## Begin Extract provided

An elegant way to probe the coordinate system of items stored in VSTM is to investigate naturally occurring spatial biases. VSTM performance for single-feature items is better in the left visual field (Carlei & Kerzel, 2014; Sander et al., 2019; Sheremata & Shomstein, 2014, 2017). These asymmetries are modulated by top-down expectations, as expected task demands modulate visual field biases (Sheremata & Shomstein, 2017). Therefore, asymmetries in memory performance are flexible and reflect modulation of the representation rather than an inflexible bias based upon the spatial location of the stimulus.

While behavioral benefits for remembered items presented in the left visual field have been consistently demonstrated, it is not clear whether the coordinate of ‘left’ refers to spatial locations in the external world or location relative to the retina. When stimuli are presented to the left of the computer monitor (spatiotopic coordinates) and participants fixate at the center of the monitor, the stimulus is similarly projected to the left of the eye (retinotopic coordinates), rendering it impossible to disentangle the two coordinate systems. However, changing the visual field location where participants fixate can tease apart these coordinate systems thus revealing the nature of spatial representation in VSTM. With a change in eye position, the location of an object changes its location on the retina but remains in the same location in all other coordinate frames. If attentional biases in retinotopic coordinates are read out to VSTM representations, then visual field biases should change with changes in eye position. However, if memory encoding transforms the representation into a spatiotopic coordinate system, then visual field biases should remain consistent independent of eye position.

Here, visual field biases were measured to determine the coordinate frame underlying VSTM biases. In a set of two experiments we manipulated the location of the retina onto which stimuli were projected while independently manipulating spatiotopic locations. Our findings demonstrate that visual field biases changed with fixation location. These results reveal that the spatial biases seen in VSTM occur in a retinotopic coordinate system, consistent with visual perception and attention biases.

Experiment 1

Methods

Participants

Twenty-four (11 male, mean age 24.8 +/- 5.9 years) right-handed participants were recruited from The George Washington University community, all with normal or corrected-to-normal vision. The sample size was chosen based upon previous studies of visual field asymmetries in short-term memory and taking into account the need to counterbalance a Latin-square design using a multiple of four participants: 2 (Fixation Locations) × 2 (Stimulus Locations). Our critical effect in this experiment was a stimulus position by eye position interaction. Sheremata and Shomstein (2014) in Experiment 1 demonstrated a visual hemifield bias for color (d = 0.69, R pwr.t.test). Calculating population size from this analysis, it was estimated that 19 participants would be needed to find a similar effect size with 80% power. Taking power estimates and counterbalancing requirements into account, 24 participants were recruited. Two participants were excluded, either for having greater than 20% of trials rejected due to eye movements (1) or for having a memory capacity under two items (1). All of the experimental procedures were approved by the Institutional Review Board of The George Washington University and gave informed consent.

## End Extract provided
## Begin Listed records

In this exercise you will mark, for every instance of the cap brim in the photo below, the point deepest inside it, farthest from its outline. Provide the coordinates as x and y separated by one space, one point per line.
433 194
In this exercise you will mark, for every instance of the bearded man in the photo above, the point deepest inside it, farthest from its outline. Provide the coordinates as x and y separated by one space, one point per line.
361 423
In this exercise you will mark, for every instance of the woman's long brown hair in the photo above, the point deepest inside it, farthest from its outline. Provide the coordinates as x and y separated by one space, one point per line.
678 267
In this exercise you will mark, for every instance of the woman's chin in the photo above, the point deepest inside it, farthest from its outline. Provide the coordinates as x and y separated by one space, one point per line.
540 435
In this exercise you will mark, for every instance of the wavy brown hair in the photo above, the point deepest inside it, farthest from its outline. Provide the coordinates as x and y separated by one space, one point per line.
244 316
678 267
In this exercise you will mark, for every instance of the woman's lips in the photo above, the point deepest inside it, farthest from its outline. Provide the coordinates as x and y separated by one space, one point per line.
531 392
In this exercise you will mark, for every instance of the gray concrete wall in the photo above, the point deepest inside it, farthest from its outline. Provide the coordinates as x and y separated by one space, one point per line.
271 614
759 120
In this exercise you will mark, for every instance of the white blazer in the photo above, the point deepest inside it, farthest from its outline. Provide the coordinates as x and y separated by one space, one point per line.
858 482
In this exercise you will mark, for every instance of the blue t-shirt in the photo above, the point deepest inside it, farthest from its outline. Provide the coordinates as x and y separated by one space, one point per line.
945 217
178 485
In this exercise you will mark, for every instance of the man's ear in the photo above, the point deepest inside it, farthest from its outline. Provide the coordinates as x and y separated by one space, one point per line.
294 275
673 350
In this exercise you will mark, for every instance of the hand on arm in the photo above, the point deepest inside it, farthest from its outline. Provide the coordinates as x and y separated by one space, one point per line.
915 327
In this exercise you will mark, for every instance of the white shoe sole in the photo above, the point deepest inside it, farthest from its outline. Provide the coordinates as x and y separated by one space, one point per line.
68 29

## End Listed records

§ Task instructions
a) In the passage on visual short-term memory biases, how many participants were estimated to be needed to detect a similar effect size with 80% power?
b) Proceed with the passage on visual short-term memory biases, picking up right after its final sentence.

§ Answers for this exercise
a) Nineteen participants.

b)
Stimuli were presented on a 21-in. ViewSonic G225f CRT monitor (ViewSonic, London, UK) positioned 90 cm from participants (25.5° × 19.1°) with a 140-Hz refresh rate. Participants sat with their head in a chin rest and made responses using a button box. Eye movements were recorded with a SR Research EyeLink1000 (SR Research; Mississauga, Ontario, Canada), sampling monocularly at a 500 Hz rate.

Participants performed a change-detection task in which colored squares were presented against a mean gray luminance background. Maximally discriminable, common colors (dark blue, orange red, green, yellow, purple, plum, and maroon) were pseudorandomly chosen without repeat (Fig. 1).

Fig 1
figure 1

Stimuli and visual short-term memory (VSTM) trial structure for Experiments 1 and 2. a In Experiment 1, stimuli were presented to the left and right of the monitor while participants fixated a central fixation cross or a peripheral fixation cross. In peripheral fixation blocks, participants always fixated the cross on the same side as, but more peripheral to, the stimuli, thereby reversing the location in spatiotopic and retinotopic space. b In Experiment 2, stimuli were always presented at the center of the screen, maintaining their location in spatiotopic coordinates. When participants fixated to the right, stimuli were projected onto the left side of the retina and when participants fixated to the right, stimuli were projected onto the right side of the retina. (Color figure online)

Four colored squares were presented in a square configuration with each square subtending 0.8° of visual angle along each edge. Each stimulus configuration was located approximately 4.7° from the center in the horizontal dimension, with each square offset 1.4° in both the horizontal and vertical directions. Fixation and stimulus location were presented in a blocked design, counterbalanced across participants. Sixteen blocks were presented with 10 trials/block for a total of 160 trials. In half of the blocks, items were presented left of the center of the screen, and in the other half of the blocks items were presented right of the center of the screen, with visual field order counterbalanced across participants. In the central fixation condition, participants maintained fixation at the center of the screen, while in the peripheral fixation condition, participants maintained fixation on the same side as, but 4.7° more peripheral than, the stimuli. This resulted in the stimuli being projected to the opposite location of the eye (retinotopic location) as compared with the screen location (spatiotopic location).

Stimuli were presented for 500 ms, followed by a 1,000-ms memory-delay period (Fig. 1). After the memory delay, the items were again presented. In half of the trials, one of the items changed in color and participants responded to indicate whether all items remained the same or if there was a change. Trials in which participants’ eye position deviated from fixation by 1.56o visual angle were aborted and not repeated (average across participants = 10.7% in Experiment 1 and 9.5% in Experiment 2). Visual feedback was given after each trial to indicate whether the participant answered correctly. Fixation location (central/peripheral) and visual field location (left/right hemifield) order were counterbalanced across participants.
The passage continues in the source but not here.